● WORK REQUIRED:
Each entry, as given, must be output unchanged.
Segment Open
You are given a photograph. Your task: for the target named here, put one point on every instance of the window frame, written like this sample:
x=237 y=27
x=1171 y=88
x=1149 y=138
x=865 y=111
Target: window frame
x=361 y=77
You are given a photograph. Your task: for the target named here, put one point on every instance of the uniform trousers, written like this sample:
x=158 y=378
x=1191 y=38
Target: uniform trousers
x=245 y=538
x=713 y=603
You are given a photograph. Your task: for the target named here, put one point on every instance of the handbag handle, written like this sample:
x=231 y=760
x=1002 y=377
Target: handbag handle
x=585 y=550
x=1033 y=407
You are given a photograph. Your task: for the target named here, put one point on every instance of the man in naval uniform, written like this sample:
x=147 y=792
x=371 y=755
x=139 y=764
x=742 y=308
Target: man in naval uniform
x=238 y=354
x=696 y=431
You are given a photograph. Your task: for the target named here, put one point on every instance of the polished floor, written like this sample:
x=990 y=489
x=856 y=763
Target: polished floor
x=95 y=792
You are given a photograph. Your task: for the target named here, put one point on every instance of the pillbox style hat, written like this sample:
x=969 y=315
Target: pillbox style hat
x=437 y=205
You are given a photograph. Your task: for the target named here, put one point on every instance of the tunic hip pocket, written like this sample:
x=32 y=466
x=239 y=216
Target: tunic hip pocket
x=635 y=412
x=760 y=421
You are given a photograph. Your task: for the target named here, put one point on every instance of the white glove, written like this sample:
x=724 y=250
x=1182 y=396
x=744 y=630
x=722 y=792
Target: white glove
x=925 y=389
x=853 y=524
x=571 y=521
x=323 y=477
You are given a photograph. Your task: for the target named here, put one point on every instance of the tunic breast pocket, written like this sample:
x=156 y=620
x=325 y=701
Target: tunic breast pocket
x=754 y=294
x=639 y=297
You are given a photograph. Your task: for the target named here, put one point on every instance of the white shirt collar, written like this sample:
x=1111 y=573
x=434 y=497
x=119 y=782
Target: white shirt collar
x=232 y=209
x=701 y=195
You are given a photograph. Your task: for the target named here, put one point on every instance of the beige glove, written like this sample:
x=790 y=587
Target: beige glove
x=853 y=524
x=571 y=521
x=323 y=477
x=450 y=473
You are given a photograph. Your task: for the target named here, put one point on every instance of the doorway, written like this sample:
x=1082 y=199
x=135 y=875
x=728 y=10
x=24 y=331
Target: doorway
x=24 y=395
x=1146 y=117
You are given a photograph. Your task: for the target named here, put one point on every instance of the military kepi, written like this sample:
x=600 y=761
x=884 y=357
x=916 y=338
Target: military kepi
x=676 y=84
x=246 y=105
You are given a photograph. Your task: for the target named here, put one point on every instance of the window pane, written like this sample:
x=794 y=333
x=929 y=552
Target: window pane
Segment Closed
● PROBLEM SOLUTION:
You are given a photograph. Your task: for the target named here, put one point on every instance of the window frame, written like this sample:
x=237 y=27
x=1171 y=88
x=1149 y=138
x=865 y=111
Target: window frame
x=361 y=77
You are given a photograph. Your task: for the target named here, put one point on every instance of the uniform trousers, written like this sample:
x=158 y=378
x=1191 y=38
Target: uniform trousers
x=245 y=538
x=713 y=603
You are given a photograph. Your task: for the target named here, put one point on every instance of the handbag handle, written like this sample:
x=231 y=760
x=1002 y=377
Target: handbag handle
x=585 y=550
x=1033 y=407
You are given a photograph. Your task: for the target named here, put one point on every instance of the man in naval uniform, written like this sample:
x=147 y=792
x=371 y=755
x=139 y=764
x=742 y=308
Target: man in naval uniform
x=238 y=354
x=696 y=431
You are given a photograph. Your task: for the target named here, put one point on every instance of the polished floor, written like this sample:
x=990 y=489
x=856 y=763
Target: polished floor
x=95 y=792
You are given a photograph. Your task: for the target named here, put one point on every instance of the pillbox style hat, written like this sample:
x=969 y=315
Target: pillbox style hat
x=437 y=205
You are given a photograph. Your task: for the target named here, put one point on every instance of the tunic hip pocket, written like this sample:
x=32 y=466
x=239 y=216
Target: tunic hip pocket
x=635 y=412
x=760 y=421
You are given a photograph. Your task: for the target named here, put one point on every instance of the white glove, written like this sample:
x=724 y=250
x=1182 y=396
x=744 y=630
x=722 y=792
Target: white glove
x=925 y=389
x=853 y=524
x=571 y=521
x=323 y=477
You are given a photograph. Your task: for the target named here, put one point on every instance of the tunic breast pocket, written like this sample:
x=156 y=620
x=325 y=701
Target: tunic breast pocket
x=754 y=294
x=639 y=297
You are given a photograph. Your task: for the target named here, put one point on every instance of the white shirt collar, written like this sample:
x=1111 y=573
x=434 y=497
x=119 y=782
Target: white shirt collar
x=232 y=209
x=701 y=195
You are given a photograph. Your task: for the target named here, put one point on every instance of the beige glove, written like this sample:
x=790 y=587
Target: beige glove
x=853 y=524
x=571 y=521
x=323 y=477
x=450 y=473
You are given a photograph. Your task: for the target named here, put one point on every instance of the doorway, written like this sample:
x=1082 y=199
x=135 y=875
x=728 y=10
x=24 y=331
Target: doorway
x=24 y=395
x=1146 y=117
You are given a photograph. Your task: for the target named here, put one point on every instance of the military kepi, written like this sample:
x=600 y=761
x=884 y=357
x=916 y=338
Target: military kepi
x=676 y=84
x=246 y=105
You are given a photograph. Your task: for the target named here, put one point on every instance of the window pane, written like this sample:
x=794 y=333
x=929 y=552
Target: window pane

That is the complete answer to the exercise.